• **DOCUMENT PASSAGE**:
◇ ◇ ◇

During Kelly’s year-long mission aboard the orbiting laboratory, his participation in science wasn’t limited to the one-year mission investigations. In all, he worked on close to 400 science studies that help us reach for new heights, reveal the unknown, and benefit all of humanity. His time aboard the station included blood draws, urine collection, saliva samples, computer tests, journaling, caring for two crops in the Veggie plant growth facility, ocular scans, ultrasounds, using the space cup, performing runs with the SPHERES robotic satellites, measuring sound, assisting in configuring cubesats to be deployed, measuring radiation, participating in fluid shifts testing in the Russian CHIBIS pants, logging his sleep and much, much more. All of this was in addition to regular duties of station maintenance, including three spacewalks!

7. No More Food in Pouches

After months of eating food from pouches and cans and drinking through straws, Kelly and Kornienko will be able to celebrate their return to Earth with food of their choice. While aboard the space station, their food intake is closely monitored and designed to provide exactly the nutrients they need. Crew members do have a say in their on-orbit menus but often miss their favorite meals from back home. Once they return, they won’t face the same menu limitations as they did in space. As soon as they land on Earth and exit the space capsule, they are usually given a piece of fruit or a cucumber to eat as they begin their initial health checks. After Kelly makes the long flight home to Houston, he will no doubt greatly savor those first meals.

◇ ◇ ◇

[Dataset records]
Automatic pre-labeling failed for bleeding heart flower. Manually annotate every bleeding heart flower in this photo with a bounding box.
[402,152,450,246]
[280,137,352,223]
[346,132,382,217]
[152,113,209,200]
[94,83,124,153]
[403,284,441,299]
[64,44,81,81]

◇ ◇ ◇

• **TASKS FOR THIS EXERCISE**:
1/ Reproduce all of the dataset records line for line, with no changes.
2/ Write what comes next in the passage about Kelly's year aboard the space station, picking up after its last sentence.
The passage and the records have no connection to each other.

• **RESULTS IN ORDER**:
1/
Automatic pre-labeling failed for bleeding heart flower. Manually annotate every bleeding heart flower in this photo with a bounding box.
[402,152,450,246]
[280,137,352,223]
[346,132,382,217]
[152,113,209,200]
[94,83,124,153]
[403,284,441,299]
[64,44,81,81]

2/
8. After the Return Comes Reconditioning

You’ve likely heard the phrase, “Use it or lose it.” The same thing can be said for astronauts’ muscles and bones. Muscles and bones can atrophy in microgravity. While in space, astronauts have a hearty exercise regimen to fight these effects, and they continue strength training and reconditioning once they return to Earth. They will also participate in Field Tests immediately after landing. Once they are back at our Johnson Space Center, Functional Task Tests will assess how the human body responds to living in microgravity for such a long time. Understanding how astronauts recover after long-duration spaceflight is a critical piece in planning for missions to deep space.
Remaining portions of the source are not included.